INSTRUÇÃO A:
Retorne todas as linhas dos registros abaixo que contenham a palavra "green".

### TEXTO CITADO ###

Poderes do síndico têm limites. Advogado explica se gestor tem embasamento jurídico para proibir essas situações
Essa é uma das perguntas mais recorrentes nas últimas semanas aos escritórios que prestam assessoria jurídica aos condomínios.
Muitos síndicos, sob a alegação de ‘representar, ativa e passivamente o condomínio, praticando, em juízo ou fora dele, os atos necessários à defesa dos interesses comuns’, bem como o de, ‘diligenciar a conservação e a guarda das partes comuns e zelar pela prestação dos serviços que interessem aos possuidores’ (art. 1348, II e V, do Código Civil), têm entendido e decidido que podem impedir o acesso de visitantes e também as mudanças, ficando resguardados ou blindados sob todos os aspectos, visto que, além do Código Civil, estão seguindo as recomendações dos decretos municipais/estaduais, bem como do Ministério da Saúde.
É importante dizer, já de início, que as coisas não são bem assim e que o síndico, em alguns casos, pode ser responsabilizado pelos exageros que cometer no cumprimento do seu mandato.
E dois desses exageros são justamente estes – o de proibir a entrada de visitantes (parentes, amigos, diaristas e outros) bem como o de impedir mudanças (entrada e saída de moradores com ou sem móveis). Tais excessos podem acarretar danos morais e materiais ao morador que se sentir ofendido por tais abusos, nos termos dos artigos 186 e 187, do Código Civil.
Por isso, antes de determinar esta ou aquela proibição, o síndico deve se certificar de que ele está legalmente embasado na sua decisão. Neste respeito, duas situações devem ser avaliadas – O Direito à Propriedade e alguns princípios da administração pública.
Direito de Propriedade
Inicialmente, cabe dizer que a propriedade é direito fundamental inviolável estabelecido pela Constituição Federal de 1988, conforme dispõe o artigo 5º:
“Art. 5º Todos são iguais perante a lei, sem distinção de qualquer natureza, garantindo-se aos brasileiros e aos estrangeiros residentes no País a inviolabilidade do direito à vida, à liberdade, à igualdade, à segurança e à propriedade”.

### TRECHOS DOS REGISTROS ###

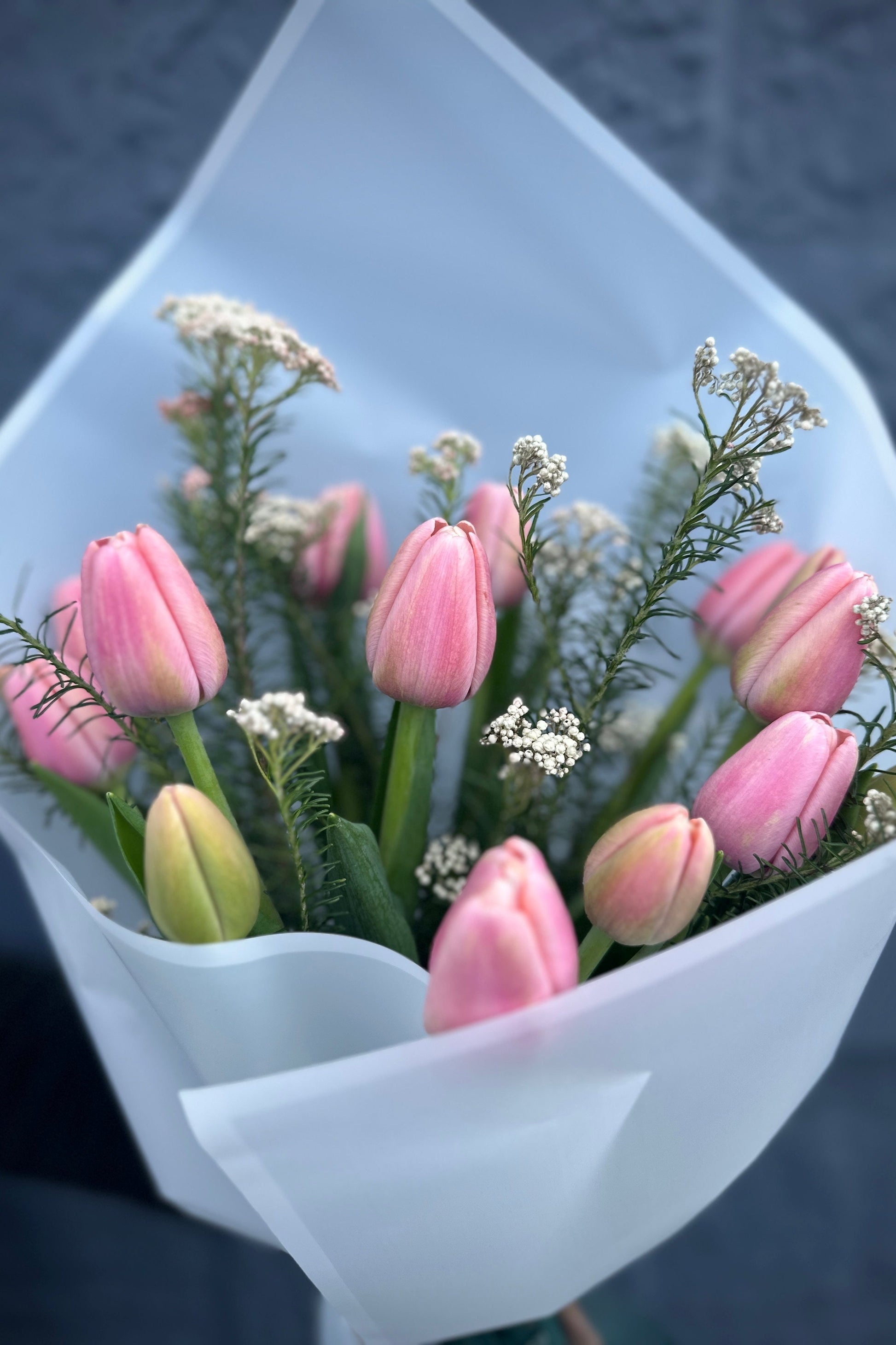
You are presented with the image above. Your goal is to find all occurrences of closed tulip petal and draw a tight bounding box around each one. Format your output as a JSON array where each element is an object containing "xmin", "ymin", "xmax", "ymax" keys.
[
  {"xmin": 424, "ymin": 836, "xmax": 578, "ymax": 1032},
  {"xmin": 367, "ymin": 519, "xmax": 495, "ymax": 709},
  {"xmin": 732, "ymin": 562, "xmax": 877, "ymax": 721},
  {"xmin": 693, "ymin": 712, "xmax": 858, "ymax": 873}
]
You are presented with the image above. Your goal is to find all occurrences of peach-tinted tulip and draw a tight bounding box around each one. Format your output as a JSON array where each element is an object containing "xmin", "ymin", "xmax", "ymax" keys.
[
  {"xmin": 778, "ymin": 542, "xmax": 846, "ymax": 602},
  {"xmin": 694, "ymin": 712, "xmax": 858, "ymax": 873},
  {"xmin": 296, "ymin": 481, "xmax": 386, "ymax": 602},
  {"xmin": 0, "ymin": 659, "xmax": 136, "ymax": 788},
  {"xmin": 367, "ymin": 518, "xmax": 495, "ymax": 709},
  {"xmin": 731, "ymin": 561, "xmax": 877, "ymax": 722},
  {"xmin": 144, "ymin": 784, "xmax": 261, "ymax": 943},
  {"xmin": 582, "ymin": 803, "xmax": 716, "ymax": 944},
  {"xmin": 50, "ymin": 574, "xmax": 90, "ymax": 679},
  {"xmin": 424, "ymin": 836, "xmax": 578, "ymax": 1032},
  {"xmin": 467, "ymin": 481, "xmax": 527, "ymax": 607},
  {"xmin": 694, "ymin": 542, "xmax": 806, "ymax": 663},
  {"xmin": 81, "ymin": 523, "xmax": 227, "ymax": 718}
]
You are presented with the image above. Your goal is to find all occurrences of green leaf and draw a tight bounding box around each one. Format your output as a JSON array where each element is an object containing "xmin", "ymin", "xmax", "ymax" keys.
[
  {"xmin": 31, "ymin": 763, "xmax": 145, "ymax": 886},
  {"xmin": 327, "ymin": 813, "xmax": 419, "ymax": 962},
  {"xmin": 106, "ymin": 792, "xmax": 146, "ymax": 892}
]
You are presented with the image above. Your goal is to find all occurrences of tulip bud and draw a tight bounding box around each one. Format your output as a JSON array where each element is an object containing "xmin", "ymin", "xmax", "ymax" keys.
[
  {"xmin": 467, "ymin": 481, "xmax": 527, "ymax": 607},
  {"xmin": 694, "ymin": 542, "xmax": 806, "ymax": 663},
  {"xmin": 144, "ymin": 784, "xmax": 261, "ymax": 943},
  {"xmin": 731, "ymin": 561, "xmax": 877, "ymax": 722},
  {"xmin": 766, "ymin": 542, "xmax": 846, "ymax": 602},
  {"xmin": 424, "ymin": 836, "xmax": 578, "ymax": 1032},
  {"xmin": 367, "ymin": 518, "xmax": 495, "ymax": 709},
  {"xmin": 0, "ymin": 659, "xmax": 137, "ymax": 789},
  {"xmin": 582, "ymin": 803, "xmax": 716, "ymax": 946},
  {"xmin": 694, "ymin": 710, "xmax": 858, "ymax": 873},
  {"xmin": 296, "ymin": 481, "xmax": 386, "ymax": 602},
  {"xmin": 50, "ymin": 574, "xmax": 90, "ymax": 678},
  {"xmin": 81, "ymin": 523, "xmax": 227, "ymax": 718}
]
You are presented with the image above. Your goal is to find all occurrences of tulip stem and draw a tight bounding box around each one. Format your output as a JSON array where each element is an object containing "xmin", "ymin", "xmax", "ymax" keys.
[
  {"xmin": 588, "ymin": 656, "xmax": 717, "ymax": 845},
  {"xmin": 718, "ymin": 710, "xmax": 766, "ymax": 765},
  {"xmin": 379, "ymin": 702, "xmax": 436, "ymax": 920},
  {"xmin": 168, "ymin": 710, "xmax": 284, "ymax": 933},
  {"xmin": 578, "ymin": 925, "xmax": 615, "ymax": 984}
]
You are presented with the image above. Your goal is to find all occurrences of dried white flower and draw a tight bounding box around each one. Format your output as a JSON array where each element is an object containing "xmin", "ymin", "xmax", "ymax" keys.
[
  {"xmin": 753, "ymin": 504, "xmax": 784, "ymax": 532},
  {"xmin": 246, "ymin": 492, "xmax": 328, "ymax": 565},
  {"xmin": 654, "ymin": 420, "xmax": 718, "ymax": 472},
  {"xmin": 694, "ymin": 336, "xmax": 718, "ymax": 387},
  {"xmin": 853, "ymin": 593, "xmax": 893, "ymax": 640},
  {"xmin": 414, "ymin": 834, "xmax": 480, "ymax": 901},
  {"xmin": 537, "ymin": 500, "xmax": 628, "ymax": 584},
  {"xmin": 862, "ymin": 789, "xmax": 896, "ymax": 845},
  {"xmin": 597, "ymin": 703, "xmax": 662, "ymax": 754},
  {"xmin": 480, "ymin": 697, "xmax": 591, "ymax": 778},
  {"xmin": 511, "ymin": 434, "xmax": 569, "ymax": 496},
  {"xmin": 156, "ymin": 294, "xmax": 339, "ymax": 389},
  {"xmin": 407, "ymin": 429, "xmax": 482, "ymax": 483},
  {"xmin": 227, "ymin": 691, "xmax": 346, "ymax": 744}
]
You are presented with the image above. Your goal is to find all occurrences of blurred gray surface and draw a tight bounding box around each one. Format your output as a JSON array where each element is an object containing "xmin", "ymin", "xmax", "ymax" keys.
[{"xmin": 0, "ymin": 0, "xmax": 896, "ymax": 1345}]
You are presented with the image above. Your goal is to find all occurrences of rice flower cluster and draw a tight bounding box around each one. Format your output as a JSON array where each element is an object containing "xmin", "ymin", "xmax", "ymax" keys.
[
  {"xmin": 156, "ymin": 294, "xmax": 339, "ymax": 389},
  {"xmin": 480, "ymin": 697, "xmax": 591, "ymax": 778},
  {"xmin": 227, "ymin": 691, "xmax": 346, "ymax": 743},
  {"xmin": 414, "ymin": 832, "xmax": 480, "ymax": 901}
]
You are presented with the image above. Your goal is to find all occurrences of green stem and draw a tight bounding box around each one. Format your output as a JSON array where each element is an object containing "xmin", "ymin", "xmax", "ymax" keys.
[
  {"xmin": 379, "ymin": 702, "xmax": 436, "ymax": 918},
  {"xmin": 168, "ymin": 710, "xmax": 284, "ymax": 933},
  {"xmin": 588, "ymin": 655, "xmax": 716, "ymax": 846},
  {"xmin": 718, "ymin": 710, "xmax": 766, "ymax": 765},
  {"xmin": 578, "ymin": 925, "xmax": 613, "ymax": 984}
]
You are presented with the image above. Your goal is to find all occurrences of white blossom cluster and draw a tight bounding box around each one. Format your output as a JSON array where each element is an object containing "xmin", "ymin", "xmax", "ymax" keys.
[
  {"xmin": 156, "ymin": 294, "xmax": 339, "ymax": 389},
  {"xmin": 245, "ymin": 492, "xmax": 327, "ymax": 565},
  {"xmin": 538, "ymin": 500, "xmax": 628, "ymax": 584},
  {"xmin": 753, "ymin": 504, "xmax": 784, "ymax": 532},
  {"xmin": 654, "ymin": 420, "xmax": 709, "ymax": 472},
  {"xmin": 407, "ymin": 429, "xmax": 482, "ymax": 484},
  {"xmin": 414, "ymin": 834, "xmax": 480, "ymax": 901},
  {"xmin": 227, "ymin": 691, "xmax": 346, "ymax": 743},
  {"xmin": 862, "ymin": 789, "xmax": 896, "ymax": 845},
  {"xmin": 694, "ymin": 336, "xmax": 718, "ymax": 387},
  {"xmin": 853, "ymin": 593, "xmax": 893, "ymax": 640},
  {"xmin": 480, "ymin": 697, "xmax": 591, "ymax": 778},
  {"xmin": 511, "ymin": 434, "xmax": 569, "ymax": 496},
  {"xmin": 597, "ymin": 703, "xmax": 662, "ymax": 754}
]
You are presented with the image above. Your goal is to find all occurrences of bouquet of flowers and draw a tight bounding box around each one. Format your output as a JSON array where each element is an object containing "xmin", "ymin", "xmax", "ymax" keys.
[{"xmin": 0, "ymin": 294, "xmax": 896, "ymax": 1337}]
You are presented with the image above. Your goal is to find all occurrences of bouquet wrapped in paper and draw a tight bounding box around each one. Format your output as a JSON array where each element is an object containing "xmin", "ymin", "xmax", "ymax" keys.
[{"xmin": 0, "ymin": 0, "xmax": 896, "ymax": 1345}]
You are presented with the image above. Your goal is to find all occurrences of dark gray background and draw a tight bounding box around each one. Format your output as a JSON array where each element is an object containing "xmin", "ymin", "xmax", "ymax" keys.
[{"xmin": 0, "ymin": 0, "xmax": 896, "ymax": 1345}]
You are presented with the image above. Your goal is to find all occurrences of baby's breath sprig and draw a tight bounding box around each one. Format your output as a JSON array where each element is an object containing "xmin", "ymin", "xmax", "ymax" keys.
[
  {"xmin": 227, "ymin": 691, "xmax": 346, "ymax": 930},
  {"xmin": 407, "ymin": 429, "xmax": 482, "ymax": 523}
]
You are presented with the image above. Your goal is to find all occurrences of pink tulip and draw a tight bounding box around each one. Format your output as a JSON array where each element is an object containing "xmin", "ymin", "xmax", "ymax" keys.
[
  {"xmin": 467, "ymin": 481, "xmax": 527, "ymax": 607},
  {"xmin": 424, "ymin": 836, "xmax": 578, "ymax": 1032},
  {"xmin": 694, "ymin": 542, "xmax": 806, "ymax": 663},
  {"xmin": 582, "ymin": 803, "xmax": 716, "ymax": 944},
  {"xmin": 731, "ymin": 561, "xmax": 877, "ymax": 722},
  {"xmin": 180, "ymin": 467, "xmax": 211, "ymax": 500},
  {"xmin": 0, "ymin": 659, "xmax": 136, "ymax": 788},
  {"xmin": 81, "ymin": 523, "xmax": 227, "ymax": 718},
  {"xmin": 778, "ymin": 542, "xmax": 846, "ymax": 602},
  {"xmin": 50, "ymin": 574, "xmax": 90, "ymax": 679},
  {"xmin": 694, "ymin": 710, "xmax": 858, "ymax": 873},
  {"xmin": 296, "ymin": 481, "xmax": 388, "ymax": 602},
  {"xmin": 367, "ymin": 518, "xmax": 495, "ymax": 709}
]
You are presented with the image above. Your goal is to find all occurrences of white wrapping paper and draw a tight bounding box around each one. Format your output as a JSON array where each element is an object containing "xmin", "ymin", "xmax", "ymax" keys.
[{"xmin": 0, "ymin": 0, "xmax": 896, "ymax": 1345}]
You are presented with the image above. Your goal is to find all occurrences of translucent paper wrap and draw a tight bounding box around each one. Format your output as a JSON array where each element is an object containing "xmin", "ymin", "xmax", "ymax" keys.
[{"xmin": 0, "ymin": 0, "xmax": 896, "ymax": 1345}]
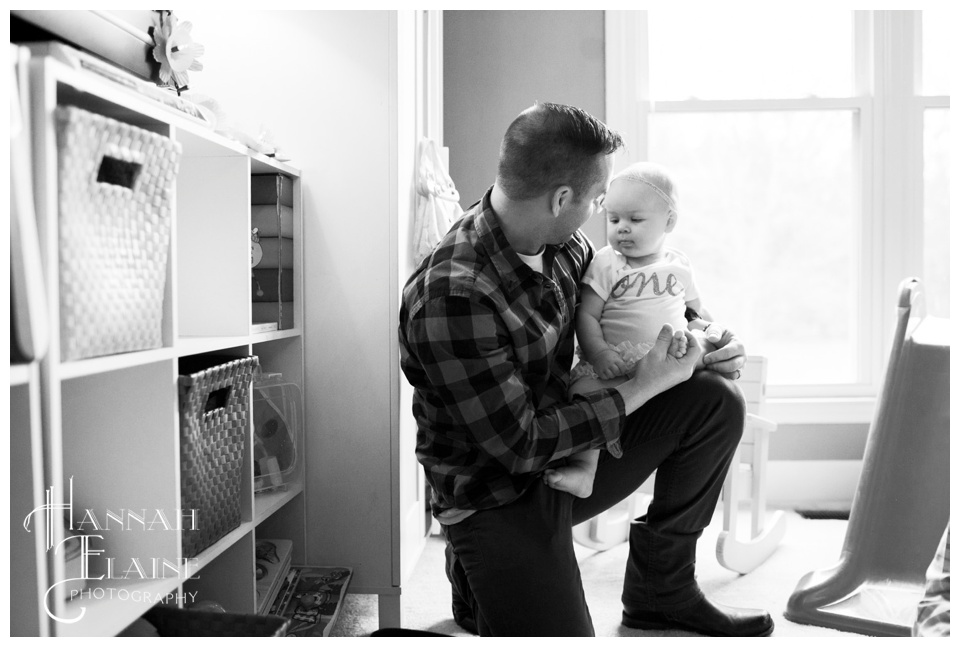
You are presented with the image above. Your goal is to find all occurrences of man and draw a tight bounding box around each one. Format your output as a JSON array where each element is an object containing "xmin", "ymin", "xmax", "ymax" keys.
[{"xmin": 400, "ymin": 103, "xmax": 773, "ymax": 636}]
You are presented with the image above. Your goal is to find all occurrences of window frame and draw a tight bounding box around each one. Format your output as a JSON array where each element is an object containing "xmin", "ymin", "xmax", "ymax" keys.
[{"xmin": 604, "ymin": 10, "xmax": 950, "ymax": 423}]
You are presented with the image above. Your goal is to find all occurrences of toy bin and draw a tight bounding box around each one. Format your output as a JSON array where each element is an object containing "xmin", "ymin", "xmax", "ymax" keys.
[
  {"xmin": 56, "ymin": 106, "xmax": 181, "ymax": 361},
  {"xmin": 179, "ymin": 356, "xmax": 259, "ymax": 558},
  {"xmin": 253, "ymin": 373, "xmax": 303, "ymax": 493}
]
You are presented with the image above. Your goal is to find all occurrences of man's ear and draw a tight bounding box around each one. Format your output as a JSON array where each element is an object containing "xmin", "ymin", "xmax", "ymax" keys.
[{"xmin": 550, "ymin": 185, "xmax": 573, "ymax": 218}]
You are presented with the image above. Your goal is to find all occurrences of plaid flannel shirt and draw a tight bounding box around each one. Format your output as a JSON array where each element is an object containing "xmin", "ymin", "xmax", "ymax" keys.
[{"xmin": 400, "ymin": 190, "xmax": 625, "ymax": 514}]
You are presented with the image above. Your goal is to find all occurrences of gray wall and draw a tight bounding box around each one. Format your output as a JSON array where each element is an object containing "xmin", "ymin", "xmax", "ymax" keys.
[{"xmin": 443, "ymin": 11, "xmax": 605, "ymax": 224}]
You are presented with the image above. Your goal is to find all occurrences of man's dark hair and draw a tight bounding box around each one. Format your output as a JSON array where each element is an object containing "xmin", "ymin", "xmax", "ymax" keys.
[{"xmin": 497, "ymin": 103, "xmax": 623, "ymax": 200}]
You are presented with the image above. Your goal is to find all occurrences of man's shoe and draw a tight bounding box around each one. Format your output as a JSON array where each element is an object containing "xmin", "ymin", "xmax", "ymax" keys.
[{"xmin": 623, "ymin": 598, "xmax": 773, "ymax": 636}]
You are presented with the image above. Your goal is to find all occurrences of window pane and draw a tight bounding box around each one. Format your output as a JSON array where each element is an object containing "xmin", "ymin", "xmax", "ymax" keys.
[
  {"xmin": 922, "ymin": 10, "xmax": 956, "ymax": 96},
  {"xmin": 649, "ymin": 111, "xmax": 859, "ymax": 384},
  {"xmin": 922, "ymin": 108, "xmax": 950, "ymax": 317},
  {"xmin": 648, "ymin": 6, "xmax": 853, "ymax": 101}
]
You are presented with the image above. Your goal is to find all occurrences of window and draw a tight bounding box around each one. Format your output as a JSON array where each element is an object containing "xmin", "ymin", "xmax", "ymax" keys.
[{"xmin": 606, "ymin": 7, "xmax": 951, "ymax": 422}]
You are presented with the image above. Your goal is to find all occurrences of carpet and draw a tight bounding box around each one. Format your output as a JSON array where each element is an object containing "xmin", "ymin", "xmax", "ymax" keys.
[{"xmin": 331, "ymin": 511, "xmax": 862, "ymax": 638}]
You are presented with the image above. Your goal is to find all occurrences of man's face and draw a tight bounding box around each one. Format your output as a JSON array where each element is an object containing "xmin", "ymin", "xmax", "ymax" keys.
[{"xmin": 549, "ymin": 155, "xmax": 613, "ymax": 245}]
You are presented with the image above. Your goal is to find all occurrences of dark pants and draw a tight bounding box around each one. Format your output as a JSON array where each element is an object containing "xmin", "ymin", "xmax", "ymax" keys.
[{"xmin": 444, "ymin": 371, "xmax": 744, "ymax": 636}]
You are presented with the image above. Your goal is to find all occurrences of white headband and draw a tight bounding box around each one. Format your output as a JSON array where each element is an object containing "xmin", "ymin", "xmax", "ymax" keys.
[{"xmin": 613, "ymin": 175, "xmax": 677, "ymax": 211}]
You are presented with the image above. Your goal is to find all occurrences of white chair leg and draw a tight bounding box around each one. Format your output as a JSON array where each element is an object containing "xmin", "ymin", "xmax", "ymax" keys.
[{"xmin": 717, "ymin": 433, "xmax": 787, "ymax": 574}]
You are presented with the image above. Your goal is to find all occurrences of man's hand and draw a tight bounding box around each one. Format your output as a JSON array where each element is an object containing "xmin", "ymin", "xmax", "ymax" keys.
[
  {"xmin": 593, "ymin": 349, "xmax": 627, "ymax": 380},
  {"xmin": 633, "ymin": 324, "xmax": 703, "ymax": 395},
  {"xmin": 703, "ymin": 323, "xmax": 747, "ymax": 379}
]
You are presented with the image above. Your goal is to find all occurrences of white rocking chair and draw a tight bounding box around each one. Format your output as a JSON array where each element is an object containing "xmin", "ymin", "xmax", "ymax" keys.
[{"xmin": 573, "ymin": 357, "xmax": 786, "ymax": 574}]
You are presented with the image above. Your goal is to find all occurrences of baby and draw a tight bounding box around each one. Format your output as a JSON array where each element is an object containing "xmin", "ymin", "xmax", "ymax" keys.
[{"xmin": 543, "ymin": 162, "xmax": 720, "ymax": 497}]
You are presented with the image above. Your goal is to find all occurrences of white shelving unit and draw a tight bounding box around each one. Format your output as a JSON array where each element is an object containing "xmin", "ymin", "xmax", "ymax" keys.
[{"xmin": 10, "ymin": 49, "xmax": 310, "ymax": 636}]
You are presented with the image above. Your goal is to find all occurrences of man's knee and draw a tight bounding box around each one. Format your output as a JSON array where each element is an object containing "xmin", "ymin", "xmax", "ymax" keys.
[{"xmin": 690, "ymin": 370, "xmax": 747, "ymax": 444}]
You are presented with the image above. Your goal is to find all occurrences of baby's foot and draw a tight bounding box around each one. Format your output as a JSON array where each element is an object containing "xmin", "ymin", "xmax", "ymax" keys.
[
  {"xmin": 667, "ymin": 331, "xmax": 689, "ymax": 359},
  {"xmin": 543, "ymin": 465, "xmax": 595, "ymax": 499}
]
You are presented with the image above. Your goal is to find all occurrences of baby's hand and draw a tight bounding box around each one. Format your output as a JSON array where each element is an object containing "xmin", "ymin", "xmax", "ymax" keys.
[
  {"xmin": 667, "ymin": 331, "xmax": 689, "ymax": 359},
  {"xmin": 678, "ymin": 329, "xmax": 717, "ymax": 370},
  {"xmin": 592, "ymin": 350, "xmax": 627, "ymax": 380}
]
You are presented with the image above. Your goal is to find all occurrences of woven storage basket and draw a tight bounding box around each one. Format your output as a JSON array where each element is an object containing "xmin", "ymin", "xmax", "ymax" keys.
[
  {"xmin": 144, "ymin": 607, "xmax": 290, "ymax": 638},
  {"xmin": 179, "ymin": 357, "xmax": 259, "ymax": 558},
  {"xmin": 56, "ymin": 106, "xmax": 181, "ymax": 361}
]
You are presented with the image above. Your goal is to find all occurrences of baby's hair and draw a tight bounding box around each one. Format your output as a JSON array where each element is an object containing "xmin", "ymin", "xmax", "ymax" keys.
[{"xmin": 612, "ymin": 162, "xmax": 679, "ymax": 213}]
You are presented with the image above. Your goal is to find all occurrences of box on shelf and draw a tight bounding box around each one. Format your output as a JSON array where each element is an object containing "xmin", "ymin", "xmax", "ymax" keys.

###

INSTRUÇÃO B:
Escreva a continuação do texto sobre os limites dos poderes do síndico, começando logo após a última frase apresentada.

RESPOSTA DO EXERCÍCIO A:
You are presented with the image above. Your goal is to find all occurrences of green leaf and draw a tight bounding box around each one. Format your output as a JSON array where each element is an object containing "xmin", "ymin", "xmax", "ymax" keys.
You are presented with the image above. Your goal is to find all occurrences of green stem and draw a tight bounding box around each one. Format your output as a JSON array where each element is an object containing "xmin", "ymin", "xmax", "ymax" keys.

RESPOSTA DO EXERCÍCIO B:
Disso, depreende-se que em nosso ordenamento jurídico, tal proclamação constitucional coloca o Direito à Propriedade num patamar diferenciado de outros direitos reconhecidos, embora isso não signifique que não possa sofrer limitações, abrandamentos e sejam moderados por outros princípios constitucionais.
Não obstante a isto, qualquer limitação que o Direito à Propriedade venha a sofrer, somente será admissível se houver inequívoco fundamento na própria constituição.
O inciso XXII do mesmo artigo, por seu turno, preceitua: é garantido o direito de propriedade. O art. 170, ainda, insere a propriedade privada entre os princípios da ordem econômica.
Dentro desse contexto, já inserindo o assunto do nosso tema, encontra-se o disposto no Artigo 1335, I, do Código Civil, que diz:
Art. 1.335. São direitos do condômino:
I – usar, fruir e livremente dispor das suas unidades.
Tal artigo, que dispensa qualquer explicação dos seus termos, expressa exatamente o fundamento da nossa Constituição Federal.
Isso significa dizer que, mesmo sendo este direito sopesado com o direito à vida (art. 5º, ‘caput’, da CF) e o direito à saúde (art. 196, CF), não há razão legal para que o síndico proíba o usar, o fruir e o dispor do condômino ou possuidor, posto que a ele não é dado poder suficiente para tanto.
A simples leitura dos artigos citados como autorizadores para que o síndico proíba o acesso à unidade privativa (Art. 1348, II e V, CC) não encontra respaldo nas melhores doutrinas.
Princípios da Administração
Além dos dispositivos Constitucionais e também do Código Civil sobre o direito à propriedade, é essencial que haja uma mescla com alguns princípios que regem a administração pública e que devem ser aplicados ao administrador do condomínio, sobretudo o da Razoabilidade/Proporcionalidade.
Tais princípios exigem do agente – no caso, o síndico – que, ao tomar qualquer atitude dentro do condomínio, ele se utilize de prudência, sensatez e bom senso, evitando condutas abusivas, excêntricas e incoerentes.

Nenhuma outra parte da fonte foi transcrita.